[START OF AVAILABLE DATA]

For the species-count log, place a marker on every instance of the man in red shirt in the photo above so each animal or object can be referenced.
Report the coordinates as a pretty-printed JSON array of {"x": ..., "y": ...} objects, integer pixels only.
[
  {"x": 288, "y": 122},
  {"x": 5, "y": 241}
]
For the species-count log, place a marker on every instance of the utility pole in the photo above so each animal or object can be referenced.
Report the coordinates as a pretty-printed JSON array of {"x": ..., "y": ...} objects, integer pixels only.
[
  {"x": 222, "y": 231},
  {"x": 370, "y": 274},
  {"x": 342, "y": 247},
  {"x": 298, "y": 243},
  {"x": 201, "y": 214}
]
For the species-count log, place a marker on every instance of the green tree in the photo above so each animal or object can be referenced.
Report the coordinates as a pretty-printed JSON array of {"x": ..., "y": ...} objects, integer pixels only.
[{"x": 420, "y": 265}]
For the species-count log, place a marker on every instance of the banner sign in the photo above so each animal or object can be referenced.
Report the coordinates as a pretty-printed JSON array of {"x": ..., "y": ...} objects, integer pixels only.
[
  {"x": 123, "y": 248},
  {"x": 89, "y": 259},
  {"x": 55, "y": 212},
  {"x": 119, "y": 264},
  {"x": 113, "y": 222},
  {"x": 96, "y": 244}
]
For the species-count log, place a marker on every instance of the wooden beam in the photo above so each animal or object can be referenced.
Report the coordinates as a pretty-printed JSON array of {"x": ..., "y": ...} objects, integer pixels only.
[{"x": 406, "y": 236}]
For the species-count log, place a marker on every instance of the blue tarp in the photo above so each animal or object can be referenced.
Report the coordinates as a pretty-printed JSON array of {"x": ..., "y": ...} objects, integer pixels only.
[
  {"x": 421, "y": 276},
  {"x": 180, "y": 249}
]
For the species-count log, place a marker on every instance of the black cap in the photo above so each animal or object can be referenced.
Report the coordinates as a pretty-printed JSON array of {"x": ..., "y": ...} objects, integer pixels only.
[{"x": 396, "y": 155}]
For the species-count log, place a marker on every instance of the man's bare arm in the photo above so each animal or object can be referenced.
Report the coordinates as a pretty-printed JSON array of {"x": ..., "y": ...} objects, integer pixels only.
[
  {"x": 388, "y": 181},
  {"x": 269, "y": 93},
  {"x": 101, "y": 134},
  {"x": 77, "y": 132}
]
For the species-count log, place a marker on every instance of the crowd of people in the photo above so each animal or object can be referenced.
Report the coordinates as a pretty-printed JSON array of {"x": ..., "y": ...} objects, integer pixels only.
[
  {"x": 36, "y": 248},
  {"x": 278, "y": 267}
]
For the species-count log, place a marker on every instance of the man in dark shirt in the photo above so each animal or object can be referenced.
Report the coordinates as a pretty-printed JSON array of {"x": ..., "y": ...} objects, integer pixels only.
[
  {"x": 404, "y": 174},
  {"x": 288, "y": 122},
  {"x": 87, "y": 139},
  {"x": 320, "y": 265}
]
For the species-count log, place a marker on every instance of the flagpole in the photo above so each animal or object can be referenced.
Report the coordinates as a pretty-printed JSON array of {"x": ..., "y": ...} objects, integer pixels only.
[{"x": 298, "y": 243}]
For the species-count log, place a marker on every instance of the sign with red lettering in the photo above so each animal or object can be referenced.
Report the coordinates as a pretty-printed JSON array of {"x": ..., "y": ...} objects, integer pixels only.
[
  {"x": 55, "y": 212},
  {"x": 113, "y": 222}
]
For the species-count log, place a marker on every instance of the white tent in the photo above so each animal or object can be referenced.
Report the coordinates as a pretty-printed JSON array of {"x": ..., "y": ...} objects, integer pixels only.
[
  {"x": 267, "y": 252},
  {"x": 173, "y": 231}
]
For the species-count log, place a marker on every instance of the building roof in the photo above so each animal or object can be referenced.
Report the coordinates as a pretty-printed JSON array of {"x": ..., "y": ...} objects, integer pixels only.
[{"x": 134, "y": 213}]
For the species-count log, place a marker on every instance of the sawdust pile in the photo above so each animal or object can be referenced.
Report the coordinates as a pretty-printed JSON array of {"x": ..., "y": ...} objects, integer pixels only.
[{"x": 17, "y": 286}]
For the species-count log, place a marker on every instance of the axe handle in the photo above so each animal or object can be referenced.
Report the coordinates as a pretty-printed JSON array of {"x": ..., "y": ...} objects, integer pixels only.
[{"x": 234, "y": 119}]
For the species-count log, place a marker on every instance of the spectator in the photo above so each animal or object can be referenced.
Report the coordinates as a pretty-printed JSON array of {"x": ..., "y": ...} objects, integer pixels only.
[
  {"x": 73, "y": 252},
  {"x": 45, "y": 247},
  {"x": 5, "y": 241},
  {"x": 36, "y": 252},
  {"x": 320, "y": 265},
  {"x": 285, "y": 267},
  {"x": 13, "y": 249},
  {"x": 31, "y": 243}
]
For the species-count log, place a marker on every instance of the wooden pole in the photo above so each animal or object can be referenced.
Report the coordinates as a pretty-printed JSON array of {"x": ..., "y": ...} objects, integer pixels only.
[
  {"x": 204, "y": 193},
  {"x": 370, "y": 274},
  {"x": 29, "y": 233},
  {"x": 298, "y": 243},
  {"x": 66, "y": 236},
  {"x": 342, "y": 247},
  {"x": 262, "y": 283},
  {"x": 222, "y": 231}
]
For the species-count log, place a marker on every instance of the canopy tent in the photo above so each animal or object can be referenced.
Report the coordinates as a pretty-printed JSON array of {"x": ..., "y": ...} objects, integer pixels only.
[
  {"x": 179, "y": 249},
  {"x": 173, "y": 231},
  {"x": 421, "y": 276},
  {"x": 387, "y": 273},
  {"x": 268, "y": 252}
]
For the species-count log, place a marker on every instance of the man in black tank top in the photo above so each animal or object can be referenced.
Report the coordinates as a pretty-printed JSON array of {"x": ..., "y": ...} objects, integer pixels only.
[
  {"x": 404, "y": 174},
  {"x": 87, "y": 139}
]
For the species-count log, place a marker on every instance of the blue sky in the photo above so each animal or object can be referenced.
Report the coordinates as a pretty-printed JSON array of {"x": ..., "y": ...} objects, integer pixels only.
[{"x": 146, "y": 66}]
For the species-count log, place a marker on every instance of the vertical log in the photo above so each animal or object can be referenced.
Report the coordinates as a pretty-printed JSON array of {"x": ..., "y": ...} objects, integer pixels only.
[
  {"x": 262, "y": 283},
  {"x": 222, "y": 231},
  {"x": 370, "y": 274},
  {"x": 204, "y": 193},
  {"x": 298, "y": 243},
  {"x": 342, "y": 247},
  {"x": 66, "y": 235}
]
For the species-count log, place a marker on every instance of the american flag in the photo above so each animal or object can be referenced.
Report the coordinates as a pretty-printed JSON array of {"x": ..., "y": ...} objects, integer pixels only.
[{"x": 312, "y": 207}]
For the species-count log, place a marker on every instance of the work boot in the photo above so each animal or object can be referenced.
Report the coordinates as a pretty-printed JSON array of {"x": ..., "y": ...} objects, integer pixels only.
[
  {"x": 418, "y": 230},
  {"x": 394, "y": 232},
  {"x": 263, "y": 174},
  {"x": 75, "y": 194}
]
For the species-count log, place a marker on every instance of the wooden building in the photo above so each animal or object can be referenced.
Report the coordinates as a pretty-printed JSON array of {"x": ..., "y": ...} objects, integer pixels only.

[END OF AVAILABLE DATA]

Using the data above, print every record exactly as shown.

### COMPLETE RESPONSE
For the species-count log, place a marker on every instance of the man in red shirt in the photo above so each animal or object can be referenced.
Report the coordinates as a pretty-printed JSON array of {"x": ..., "y": ...} objects, integer pixels only.
[
  {"x": 288, "y": 122},
  {"x": 5, "y": 241}
]
For the species-count log, place a marker on every instance of the utility pole in the photo above so each animal or object can be referenced.
Report the coordinates as a pretty-printed JSON array of {"x": ..., "y": ...} objects, integer pixels only.
[
  {"x": 222, "y": 231},
  {"x": 370, "y": 274},
  {"x": 342, "y": 247},
  {"x": 298, "y": 243},
  {"x": 201, "y": 214}
]
For the species-count log, place a marker on every instance of the green tree in the photo above so each animal or object can be referenced.
Report the coordinates as a pretty-printed JSON array of {"x": ..., "y": ...} objects, integer pixels only.
[{"x": 420, "y": 265}]
For the species-count log, place a marker on every instance of the banner sign in the photo above so each animal or object can be referenced.
Report the coordinates as a pretty-printed JSON array of {"x": ..., "y": ...} objects, integer pixels only.
[
  {"x": 123, "y": 248},
  {"x": 89, "y": 259},
  {"x": 55, "y": 212},
  {"x": 119, "y": 264},
  {"x": 113, "y": 222},
  {"x": 96, "y": 244}
]
For the species-count log, place a marker on every instance of the wooden beam in the photo above so each animal or object can be referenced.
Report the coordinates as a pretty-printed JSON array of {"x": ..., "y": ...} objects, integer pixels only.
[{"x": 406, "y": 236}]
For the species-count log, place a marker on every instance of the blue tarp in the photo above so each animal or object can be referenced.
Report the coordinates as a pretty-printed JSON array of {"x": ..., "y": ...} objects, integer pixels only.
[
  {"x": 421, "y": 276},
  {"x": 180, "y": 249}
]
For the species-count log, place a marker on every instance of the black cap in the photo above so each animal or object can be referenced.
Report the coordinates as a pretty-printed JSON array of {"x": ..., "y": ...} objects, integer pixels only.
[{"x": 396, "y": 155}]
For the species-count log, place a marker on every instance of the man's bare arm in the photo above so each animal or object can be referenced.
Report the coordinates as a pretty-printed JSON array of {"x": ..., "y": ...} objects, integer pixels only.
[
  {"x": 388, "y": 181},
  {"x": 269, "y": 93},
  {"x": 101, "y": 134},
  {"x": 77, "y": 132}
]
For the species-count log, place a marker on every instance of the crowd of people in the photo above so each animal or object can be referenced.
Report the coordinates as a pretty-printed JSON array of {"x": ..., "y": ...} objects, integer pixels only.
[
  {"x": 36, "y": 248},
  {"x": 278, "y": 267}
]
For the species-count log, place a marker on every instance of the man in dark shirt in the photo above so each animal or object can be referenced.
Report the coordinates as a pretty-printed JSON array of {"x": ..., "y": ...} objects, integer pixels only.
[
  {"x": 404, "y": 174},
  {"x": 288, "y": 122},
  {"x": 87, "y": 139},
  {"x": 320, "y": 265}
]
For the species-count log, place a marker on every instance of the flagpole in the photo above so each animal or object can be referenced.
Report the coordinates as a pretty-printed JSON array of {"x": ..., "y": ...} objects, integer pixels only.
[{"x": 298, "y": 243}]
For the species-count log, place a marker on every instance of the sign with red lettering in the photo above so each animal or object can be referenced.
Report the coordinates as a pretty-printed JSON array of {"x": ..., "y": ...} objects, integer pixels only.
[
  {"x": 55, "y": 212},
  {"x": 113, "y": 222}
]
For the species-count log, place a marker on every instance of the white tent in the photo above so each animal or object can be referenced.
Report the coordinates as a pretty-printed JSON array of {"x": ..., "y": ...} objects, integer pixels only.
[
  {"x": 267, "y": 252},
  {"x": 173, "y": 231}
]
For the species-count log, place a marker on every instance of the building roof in the photo above so each animal or object can be referenced.
Report the coordinates as a pretty-printed JSON array of {"x": ..., "y": ...} objects, integer pixels only.
[{"x": 134, "y": 213}]
For the species-count log, place a marker on every instance of the sawdust pile in the photo above so each animal or object can be referenced.
Report the coordinates as a pretty-printed JSON array of {"x": ..., "y": ...} objects, integer pixels only.
[{"x": 17, "y": 286}]
For the species-count log, place a marker on every instance of the axe handle in the photo above so each animal or object can be referenced.
Report the coordinates as a pretty-printed JSON array of {"x": ..., "y": ...} objects, integer pixels only.
[{"x": 234, "y": 119}]
For the species-count log, place a marker on every instance of the spectator in the photo above so each animal or object can be referenced.
Report the coordinates as a pretty-printed JSON array of {"x": ..., "y": ...} objects, integer pixels only.
[
  {"x": 73, "y": 252},
  {"x": 45, "y": 247},
  {"x": 5, "y": 241},
  {"x": 36, "y": 252},
  {"x": 320, "y": 265},
  {"x": 285, "y": 267},
  {"x": 13, "y": 249},
  {"x": 31, "y": 243}
]
For the species-count log, place a marker on every instance of the wooden pole in the photo above so each animal or object can be referenced.
Report the coordinates as a pretty-printed JSON array of {"x": ..., "y": ...} objects, integer pixels only.
[
  {"x": 204, "y": 193},
  {"x": 370, "y": 274},
  {"x": 29, "y": 233},
  {"x": 298, "y": 243},
  {"x": 66, "y": 236},
  {"x": 342, "y": 247},
  {"x": 262, "y": 283},
  {"x": 222, "y": 231}
]
For the species-count log, place a marker on every instance of the canopy tent in the photo above so each animal or object can be referenced.
Report the coordinates as a pretty-printed JSON array of {"x": ..., "y": ...} objects, integer pixels only.
[
  {"x": 179, "y": 249},
  {"x": 173, "y": 231},
  {"x": 421, "y": 276},
  {"x": 387, "y": 273},
  {"x": 268, "y": 252}
]
For the species-count log, place a marker on every instance of the man in black tank top in the photo above so each animal or object can be referenced.
Report the coordinates as a pretty-printed JSON array of {"x": ..., "y": ...} objects, integer pixels only.
[
  {"x": 404, "y": 174},
  {"x": 87, "y": 139}
]
For the species-count log, place a marker on every instance of the blue sky in the photo above so each animal or object can be referenced.
Report the coordinates as a pretty-printed JSON array of {"x": ..., "y": ...} objects, integer pixels only.
[{"x": 146, "y": 66}]
For the species-count log, place a marker on every instance of the vertical log in the photo above so each animal or object can be referenced.
Report the coordinates as a pretty-printed JSON array of {"x": ..., "y": ...} objects, integer pixels only.
[
  {"x": 262, "y": 283},
  {"x": 222, "y": 231},
  {"x": 370, "y": 274},
  {"x": 204, "y": 193},
  {"x": 298, "y": 243},
  {"x": 342, "y": 247},
  {"x": 66, "y": 235}
]
For the species-count log, place a marker on every instance of the american flag in the photo above so each animal or object can be referenced.
Report the coordinates as a pretty-printed JSON array of {"x": ..., "y": ...} objects, integer pixels only.
[{"x": 312, "y": 207}]
For the species-count log, place a marker on every instance of the work boot in the photo above so each animal or object can be referenced.
Report the coordinates as a pretty-printed JSON array of {"x": ..., "y": ...} objects, integer pixels only.
[
  {"x": 418, "y": 230},
  {"x": 394, "y": 232},
  {"x": 263, "y": 174},
  {"x": 75, "y": 194}
]
For the species-count log, place a marker on every instance of the wooden building in the photo above so each animal or object can be referenced.
Report the coordinates as a pretty-printed JSON array of {"x": ..., "y": ...} objects, integer pixels only.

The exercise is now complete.